● **Work instruction**
Would you repeat every line of the data exactly?
[[ Input data open ]]
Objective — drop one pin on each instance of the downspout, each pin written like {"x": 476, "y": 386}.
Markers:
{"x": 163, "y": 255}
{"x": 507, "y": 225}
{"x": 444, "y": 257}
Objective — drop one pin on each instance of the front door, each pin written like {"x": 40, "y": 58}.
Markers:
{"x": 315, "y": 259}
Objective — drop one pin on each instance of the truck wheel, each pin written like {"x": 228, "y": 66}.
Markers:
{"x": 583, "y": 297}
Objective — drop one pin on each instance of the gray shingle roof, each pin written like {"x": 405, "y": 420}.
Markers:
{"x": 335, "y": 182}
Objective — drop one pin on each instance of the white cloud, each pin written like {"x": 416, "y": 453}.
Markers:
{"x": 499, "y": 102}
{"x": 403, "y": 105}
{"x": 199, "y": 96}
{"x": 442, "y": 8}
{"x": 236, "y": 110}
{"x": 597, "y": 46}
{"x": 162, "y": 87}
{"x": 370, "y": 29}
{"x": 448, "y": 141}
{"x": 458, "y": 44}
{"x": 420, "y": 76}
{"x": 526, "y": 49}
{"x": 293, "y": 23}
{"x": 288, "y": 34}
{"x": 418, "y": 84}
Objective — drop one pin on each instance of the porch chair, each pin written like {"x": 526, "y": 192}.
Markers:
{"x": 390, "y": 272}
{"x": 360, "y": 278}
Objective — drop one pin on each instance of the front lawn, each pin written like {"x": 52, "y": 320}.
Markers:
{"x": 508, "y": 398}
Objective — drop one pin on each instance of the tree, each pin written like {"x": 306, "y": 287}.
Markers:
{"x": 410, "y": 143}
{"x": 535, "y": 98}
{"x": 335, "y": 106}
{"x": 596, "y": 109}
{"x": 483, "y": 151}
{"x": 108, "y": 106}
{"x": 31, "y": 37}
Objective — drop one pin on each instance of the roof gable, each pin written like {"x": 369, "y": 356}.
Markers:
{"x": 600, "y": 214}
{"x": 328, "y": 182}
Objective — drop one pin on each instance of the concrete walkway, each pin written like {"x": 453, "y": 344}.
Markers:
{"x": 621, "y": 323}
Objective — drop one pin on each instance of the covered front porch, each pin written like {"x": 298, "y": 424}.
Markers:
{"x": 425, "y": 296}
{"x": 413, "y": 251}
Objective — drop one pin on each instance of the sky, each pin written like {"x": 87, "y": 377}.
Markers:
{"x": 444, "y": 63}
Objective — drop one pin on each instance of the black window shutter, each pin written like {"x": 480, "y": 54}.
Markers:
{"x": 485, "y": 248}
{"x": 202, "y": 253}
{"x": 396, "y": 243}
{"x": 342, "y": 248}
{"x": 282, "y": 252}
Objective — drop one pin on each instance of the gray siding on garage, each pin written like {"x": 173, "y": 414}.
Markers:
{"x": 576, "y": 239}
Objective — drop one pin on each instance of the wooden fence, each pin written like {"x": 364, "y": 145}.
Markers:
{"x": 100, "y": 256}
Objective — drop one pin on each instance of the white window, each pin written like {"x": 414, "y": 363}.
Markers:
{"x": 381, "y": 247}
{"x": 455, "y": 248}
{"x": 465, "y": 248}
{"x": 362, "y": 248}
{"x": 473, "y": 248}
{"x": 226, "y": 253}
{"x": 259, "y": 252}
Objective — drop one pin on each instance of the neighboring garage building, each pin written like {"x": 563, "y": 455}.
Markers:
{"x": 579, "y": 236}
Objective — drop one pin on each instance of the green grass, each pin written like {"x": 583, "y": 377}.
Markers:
[[ Input data closed ]]
● **Reply to the task**
Objective — drop one pin on each instance of the downspout, each pin written like {"x": 476, "y": 386}.
Markers:
{"x": 163, "y": 255}
{"x": 507, "y": 225}
{"x": 444, "y": 257}
Objective — drop one pin on each instance of the front door, each pin written like {"x": 40, "y": 58}.
Markers:
{"x": 315, "y": 259}
Objective — drop one pin on each instance of the truck wheel, each pin written like {"x": 228, "y": 66}.
Markers:
{"x": 583, "y": 297}
Objective — drop one pin on each instance of the gray shingle roof, each pin written like {"x": 405, "y": 420}.
Markers:
{"x": 335, "y": 182}
Objective — drop one pin on each instance of the white cloud, each pin written like {"x": 416, "y": 453}.
Markers:
{"x": 499, "y": 102}
{"x": 403, "y": 105}
{"x": 199, "y": 96}
{"x": 442, "y": 8}
{"x": 236, "y": 110}
{"x": 597, "y": 46}
{"x": 162, "y": 87}
{"x": 370, "y": 29}
{"x": 448, "y": 141}
{"x": 458, "y": 44}
{"x": 420, "y": 76}
{"x": 526, "y": 49}
{"x": 293, "y": 23}
{"x": 288, "y": 34}
{"x": 418, "y": 84}
Objective — drop one pin on each instance of the porch chair, each pin written like {"x": 526, "y": 192}.
Markers:
{"x": 390, "y": 272}
{"x": 360, "y": 278}
Objective — drop one pin on each instance of the front lawn, each pin written like {"x": 52, "y": 320}.
Markers:
{"x": 508, "y": 398}
Objective — drop one pin on each instance of the tree, each pin written like {"x": 306, "y": 287}.
Markers:
{"x": 410, "y": 143}
{"x": 535, "y": 98}
{"x": 335, "y": 106}
{"x": 596, "y": 109}
{"x": 483, "y": 151}
{"x": 108, "y": 106}
{"x": 31, "y": 37}
Objective — drop one pin on each instance of the roof gable, each pin written like {"x": 369, "y": 356}.
Markers:
{"x": 600, "y": 214}
{"x": 328, "y": 182}
Objective — drop one pin on each instance of the concrete walkway, each pin written like {"x": 453, "y": 344}.
Markers:
{"x": 621, "y": 323}
Objective — drop one pin on each instance of the covered front porch, each pin written like {"x": 298, "y": 424}.
Markers:
{"x": 425, "y": 296}
{"x": 413, "y": 251}
Objective — drop one pin on each instance of the sky, each pin written like {"x": 87, "y": 377}.
Markers:
{"x": 444, "y": 63}
Objective — drop one pin on each instance of the black window shutter, each pin written like {"x": 480, "y": 54}.
Markers:
{"x": 485, "y": 248}
{"x": 202, "y": 253}
{"x": 396, "y": 243}
{"x": 342, "y": 248}
{"x": 282, "y": 252}
Objective — drop one pin on each instance of the gray siding on garage, each pin written like {"x": 173, "y": 414}.
Markers:
{"x": 576, "y": 239}
Objective — drop one pin on each instance of the wooden fence, each pin written like {"x": 364, "y": 145}.
Markers:
{"x": 100, "y": 256}
Objective — drop one pin on each instance of the white window, each pin written like {"x": 414, "y": 363}.
Markers:
{"x": 381, "y": 247}
{"x": 455, "y": 248}
{"x": 465, "y": 248}
{"x": 362, "y": 248}
{"x": 473, "y": 248}
{"x": 226, "y": 253}
{"x": 259, "y": 252}
Objective — drop one pin on each instance of the neighboring garage building, each pin written like {"x": 563, "y": 455}.
Markers:
{"x": 579, "y": 236}
Objective — drop one pin on each instance of the green grass, each pin written like {"x": 583, "y": 377}.
Markers:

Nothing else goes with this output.